§ **SET TASK 1**
Reproduce the passage on forcing HPET in CPU benchmarks verbatim, in full.

········

Forcing HPET On, Plus Spectre and Meltdown Patches

Based on my extreme overclocking roots back in the day, my automated benchmark scripts for the past year or so have forced HPET through the OS. Given that AMD’s guidance is now that it doesn’t matter for performance, and Intel hasn’t even mentioned the issue relating to a CPU review, having HPET enabled was the immediate way to ensure that every benchmark result was consistent, and would not be interfered with by clock drift on special motherboard manufacturer in-OS tweaks. This was a fundamental part of my overclocking roots – if I want to test a CPU, I want to make certainly sure that the motherboard is not causing any issues. It really gets up my nose when after a series of CPU testing, it turns out that the motherboard had an issue – keeping HPET on was designed to stop any timing issues should they arise.

From our results over that time, if HPET was having any effect, it was unnoticed: our results were broadly similar to others, and each of the products fell in line with where they were expected. Over the several review cycles we had, there were a couple of issues that cropped up that we couldn’t explain, such as our Skylake-X gaming numbers that were low, or the first batch of Ryzen gaming tests, where the data was thrown out for being obviously wrong however we never managed to narrow down the issue.

Enter our Ryzen 2000 series numbers in the review last week, and what had changed was the order of results. The way that forcing HPET was affecting results was seemingly adjusted when we bundle in the Spectre and Meltdown patches that also come with their own performance decrease on some systems. Pulling one set of results down further than expected started some alarm bells and needed closer examination.

········

§ **SET TASK 2**
Locate every line in the rows below that contains the string "light", treating uppercase and lowercase letters as distinct.

(Dataset excerpts on object pointing)
········

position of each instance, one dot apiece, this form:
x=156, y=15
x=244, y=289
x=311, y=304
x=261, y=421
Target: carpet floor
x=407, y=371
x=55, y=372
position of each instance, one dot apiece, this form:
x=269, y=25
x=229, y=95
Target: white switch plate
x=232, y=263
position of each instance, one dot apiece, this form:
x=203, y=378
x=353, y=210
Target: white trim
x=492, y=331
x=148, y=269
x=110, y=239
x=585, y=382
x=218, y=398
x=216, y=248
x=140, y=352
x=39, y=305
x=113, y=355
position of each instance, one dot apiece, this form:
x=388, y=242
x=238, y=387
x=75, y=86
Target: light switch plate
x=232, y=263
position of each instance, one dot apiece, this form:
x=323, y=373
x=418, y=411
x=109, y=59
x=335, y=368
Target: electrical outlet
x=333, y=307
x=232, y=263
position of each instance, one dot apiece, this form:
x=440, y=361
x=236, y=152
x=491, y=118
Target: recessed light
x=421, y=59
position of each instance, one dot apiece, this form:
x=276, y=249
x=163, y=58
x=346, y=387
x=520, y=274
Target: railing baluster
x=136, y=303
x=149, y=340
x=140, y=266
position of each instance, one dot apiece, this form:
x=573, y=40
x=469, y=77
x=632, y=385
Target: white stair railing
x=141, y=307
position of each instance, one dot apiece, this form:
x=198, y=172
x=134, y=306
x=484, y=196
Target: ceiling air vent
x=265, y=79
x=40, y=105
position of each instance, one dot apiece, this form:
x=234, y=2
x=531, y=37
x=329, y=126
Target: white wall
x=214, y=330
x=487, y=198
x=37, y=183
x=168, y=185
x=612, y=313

········

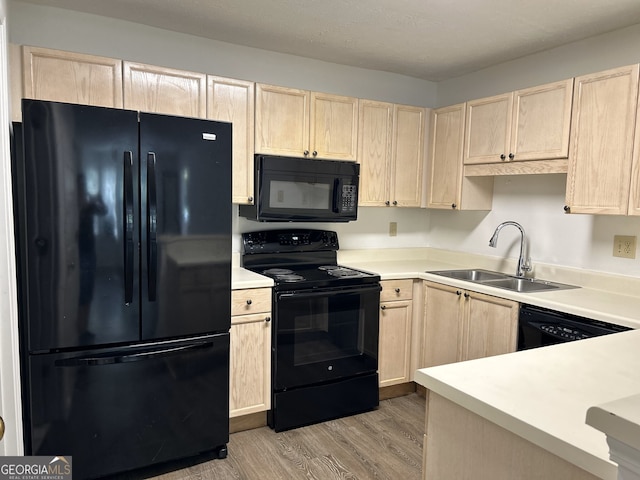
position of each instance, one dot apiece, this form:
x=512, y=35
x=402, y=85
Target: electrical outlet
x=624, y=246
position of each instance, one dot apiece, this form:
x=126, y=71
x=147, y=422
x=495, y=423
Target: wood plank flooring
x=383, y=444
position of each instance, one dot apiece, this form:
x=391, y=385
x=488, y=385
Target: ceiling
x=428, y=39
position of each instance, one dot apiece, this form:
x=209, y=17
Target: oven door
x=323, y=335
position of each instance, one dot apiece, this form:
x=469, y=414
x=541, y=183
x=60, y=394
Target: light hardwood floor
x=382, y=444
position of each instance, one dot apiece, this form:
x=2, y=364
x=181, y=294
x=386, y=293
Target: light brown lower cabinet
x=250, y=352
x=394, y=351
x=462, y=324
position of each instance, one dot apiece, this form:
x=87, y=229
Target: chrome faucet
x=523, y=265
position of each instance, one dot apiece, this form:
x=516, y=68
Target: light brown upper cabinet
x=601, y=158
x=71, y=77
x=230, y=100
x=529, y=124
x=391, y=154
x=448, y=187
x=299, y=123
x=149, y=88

········

§ **ANSWER 1**
Forcing HPET On, Plus Spectre and Meltdown Patches

Based on my extreme overclocking roots back in the day, my automated benchmark scripts for the past year or so have forced HPET through the OS. Given that AMD’s guidance is now that it doesn’t matter for performance, and Intel hasn’t even mentioned the issue relating to a CPU review, having HPET enabled was the immediate way to ensure that every benchmark result was consistent, and would not be interfered with by clock drift on special motherboard manufacturer in-OS tweaks. This was a fundamental part of my overclocking roots – if I want to test a CPU, I want to make certainly sure that the motherboard is not causing any issues. It really gets up my nose when after a series of CPU testing, it turns out that the motherboard had an issue – keeping HPET on was designed to stop any timing issues should they arise.

From our results over that time, if HPET was having any effect, it was unnoticed: our results were broadly similar to others, and each of the products fell in line with where they were expected. Over the several review cycles we had, there were a couple of issues that cropped up that we couldn’t explain, such as our Skylake-X gaming numbers that were low, or the first batch of Ryzen gaming tests, where the data was thrown out for being obviously wrong however we never managed to narrow down the issue.

Enter our Ryzen 2000 series numbers in the review last week, and what had changed was the order of results. The way that forcing HPET was affecting results was seemingly adjusted when we bundle in the Spectre and Meltdown patches that also come with their own performance decrease on some systems. Pulling one set of results down further than expected started some alarm bells and needed closer examination.

§ **ANSWER 2**
Target: light switch plate
Target: recessed light
Target: light hardwood floor
Target: light brown lower cabinet
Target: light brown upper cabinet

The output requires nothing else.